**Task prompt**
Pictures stay out of the copy. Repeat exactly the lines from the first entry below through the line that contains "Target: swan neck", and nothing beyond.

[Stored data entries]
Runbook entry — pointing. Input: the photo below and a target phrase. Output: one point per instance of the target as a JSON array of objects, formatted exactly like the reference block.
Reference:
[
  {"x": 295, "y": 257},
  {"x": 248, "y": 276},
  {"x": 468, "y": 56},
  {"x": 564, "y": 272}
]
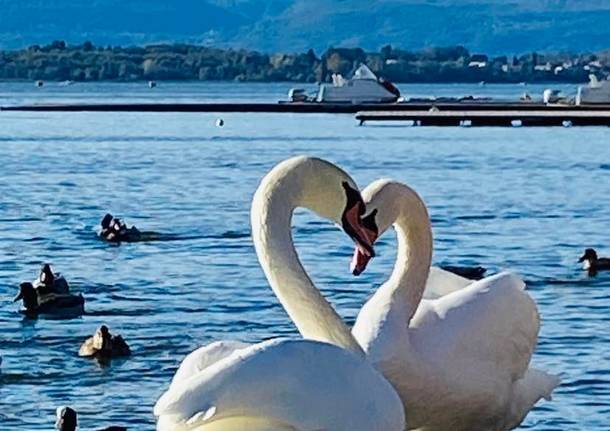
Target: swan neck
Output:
[
  {"x": 414, "y": 256},
  {"x": 312, "y": 314}
]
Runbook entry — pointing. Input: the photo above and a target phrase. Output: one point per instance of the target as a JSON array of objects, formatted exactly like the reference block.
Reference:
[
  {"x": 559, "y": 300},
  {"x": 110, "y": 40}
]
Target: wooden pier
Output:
[
  {"x": 492, "y": 117},
  {"x": 304, "y": 108}
]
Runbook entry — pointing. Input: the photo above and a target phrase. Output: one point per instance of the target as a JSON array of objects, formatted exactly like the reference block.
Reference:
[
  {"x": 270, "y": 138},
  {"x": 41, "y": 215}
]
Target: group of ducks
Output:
[
  {"x": 449, "y": 352},
  {"x": 50, "y": 293}
]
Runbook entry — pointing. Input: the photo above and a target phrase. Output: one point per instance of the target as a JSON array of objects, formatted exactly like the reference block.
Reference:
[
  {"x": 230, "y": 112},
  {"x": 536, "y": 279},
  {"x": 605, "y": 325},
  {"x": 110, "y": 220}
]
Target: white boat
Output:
[
  {"x": 363, "y": 87},
  {"x": 595, "y": 92}
]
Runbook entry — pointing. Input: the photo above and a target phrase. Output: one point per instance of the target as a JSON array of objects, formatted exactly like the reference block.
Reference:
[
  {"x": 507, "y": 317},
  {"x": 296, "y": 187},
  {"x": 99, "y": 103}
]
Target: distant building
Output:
[
  {"x": 478, "y": 60},
  {"x": 543, "y": 67}
]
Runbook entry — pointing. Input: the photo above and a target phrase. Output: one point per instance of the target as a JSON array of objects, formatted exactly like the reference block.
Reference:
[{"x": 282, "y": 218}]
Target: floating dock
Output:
[
  {"x": 302, "y": 108},
  {"x": 492, "y": 117}
]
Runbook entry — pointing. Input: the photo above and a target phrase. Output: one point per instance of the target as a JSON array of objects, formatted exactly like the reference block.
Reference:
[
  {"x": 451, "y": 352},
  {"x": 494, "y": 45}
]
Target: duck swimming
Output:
[
  {"x": 470, "y": 272},
  {"x": 592, "y": 263},
  {"x": 67, "y": 420},
  {"x": 115, "y": 230},
  {"x": 52, "y": 304},
  {"x": 104, "y": 345},
  {"x": 47, "y": 282}
]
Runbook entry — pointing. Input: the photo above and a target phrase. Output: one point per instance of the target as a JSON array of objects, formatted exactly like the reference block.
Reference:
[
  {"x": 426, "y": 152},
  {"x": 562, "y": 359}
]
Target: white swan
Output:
[
  {"x": 297, "y": 385},
  {"x": 460, "y": 362}
]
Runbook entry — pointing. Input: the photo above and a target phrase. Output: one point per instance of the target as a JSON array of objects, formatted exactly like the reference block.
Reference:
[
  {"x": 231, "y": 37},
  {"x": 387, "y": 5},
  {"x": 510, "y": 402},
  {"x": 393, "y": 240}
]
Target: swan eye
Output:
[{"x": 370, "y": 225}]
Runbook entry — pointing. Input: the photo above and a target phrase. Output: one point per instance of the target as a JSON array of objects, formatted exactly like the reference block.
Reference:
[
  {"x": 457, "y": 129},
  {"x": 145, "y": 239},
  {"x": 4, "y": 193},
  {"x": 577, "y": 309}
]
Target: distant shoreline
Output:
[
  {"x": 232, "y": 82},
  {"x": 179, "y": 62}
]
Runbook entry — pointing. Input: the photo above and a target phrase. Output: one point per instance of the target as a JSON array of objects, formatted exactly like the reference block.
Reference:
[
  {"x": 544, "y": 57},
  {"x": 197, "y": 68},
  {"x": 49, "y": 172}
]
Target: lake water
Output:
[{"x": 525, "y": 199}]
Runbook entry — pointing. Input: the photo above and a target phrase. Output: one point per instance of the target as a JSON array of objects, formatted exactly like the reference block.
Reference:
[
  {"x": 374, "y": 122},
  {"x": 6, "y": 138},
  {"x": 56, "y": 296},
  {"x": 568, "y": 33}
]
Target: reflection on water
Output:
[{"x": 529, "y": 200}]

**Task solution**
Runbook entry — pointing. Input: the photo below and a target phrase. Output: one point per instance of the target as a JSON array of objects, formatted exactly like the reference block.
Reference:
[
  {"x": 295, "y": 257},
  {"x": 248, "y": 276},
  {"x": 468, "y": 56},
  {"x": 564, "y": 272}
]
Target: swan neck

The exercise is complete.